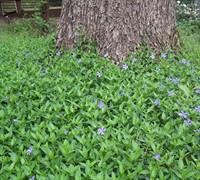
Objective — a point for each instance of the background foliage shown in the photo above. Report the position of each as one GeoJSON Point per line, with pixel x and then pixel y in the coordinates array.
{"type": "Point", "coordinates": [73, 115]}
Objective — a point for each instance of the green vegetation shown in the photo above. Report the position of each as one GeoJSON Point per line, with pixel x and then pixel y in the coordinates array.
{"type": "Point", "coordinates": [73, 115]}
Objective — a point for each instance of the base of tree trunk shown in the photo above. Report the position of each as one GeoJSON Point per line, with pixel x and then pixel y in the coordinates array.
{"type": "Point", "coordinates": [118, 26]}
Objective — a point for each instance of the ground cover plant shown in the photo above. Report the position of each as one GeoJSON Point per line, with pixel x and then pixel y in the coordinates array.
{"type": "Point", "coordinates": [74, 115]}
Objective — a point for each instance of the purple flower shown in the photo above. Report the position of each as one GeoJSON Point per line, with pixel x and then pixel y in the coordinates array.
{"type": "Point", "coordinates": [15, 120]}
{"type": "Point", "coordinates": [66, 132]}
{"type": "Point", "coordinates": [125, 66]}
{"type": "Point", "coordinates": [193, 70]}
{"type": "Point", "coordinates": [99, 74]}
{"type": "Point", "coordinates": [184, 61]}
{"type": "Point", "coordinates": [183, 114]}
{"type": "Point", "coordinates": [101, 131]}
{"type": "Point", "coordinates": [169, 79]}
{"type": "Point", "coordinates": [19, 64]}
{"type": "Point", "coordinates": [123, 92]}
{"type": "Point", "coordinates": [152, 56]}
{"type": "Point", "coordinates": [134, 59]}
{"type": "Point", "coordinates": [73, 55]}
{"type": "Point", "coordinates": [157, 70]}
{"type": "Point", "coordinates": [100, 105]}
{"type": "Point", "coordinates": [197, 91]}
{"type": "Point", "coordinates": [175, 80]}
{"type": "Point", "coordinates": [26, 55]}
{"type": "Point", "coordinates": [144, 86]}
{"type": "Point", "coordinates": [170, 93]}
{"type": "Point", "coordinates": [32, 178]}
{"type": "Point", "coordinates": [58, 54]}
{"type": "Point", "coordinates": [161, 86]}
{"type": "Point", "coordinates": [198, 109]}
{"type": "Point", "coordinates": [157, 156]}
{"type": "Point", "coordinates": [187, 122]}
{"type": "Point", "coordinates": [157, 102]}
{"type": "Point", "coordinates": [163, 55]}
{"type": "Point", "coordinates": [29, 151]}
===
→ 문제 설명: 위 자료의 줄 가운데 다음 문자열이 들어 있는 줄은 몇 개입니까? 숫자만 쓰세요. 문자열: "above"

→ 풀이 답안: 5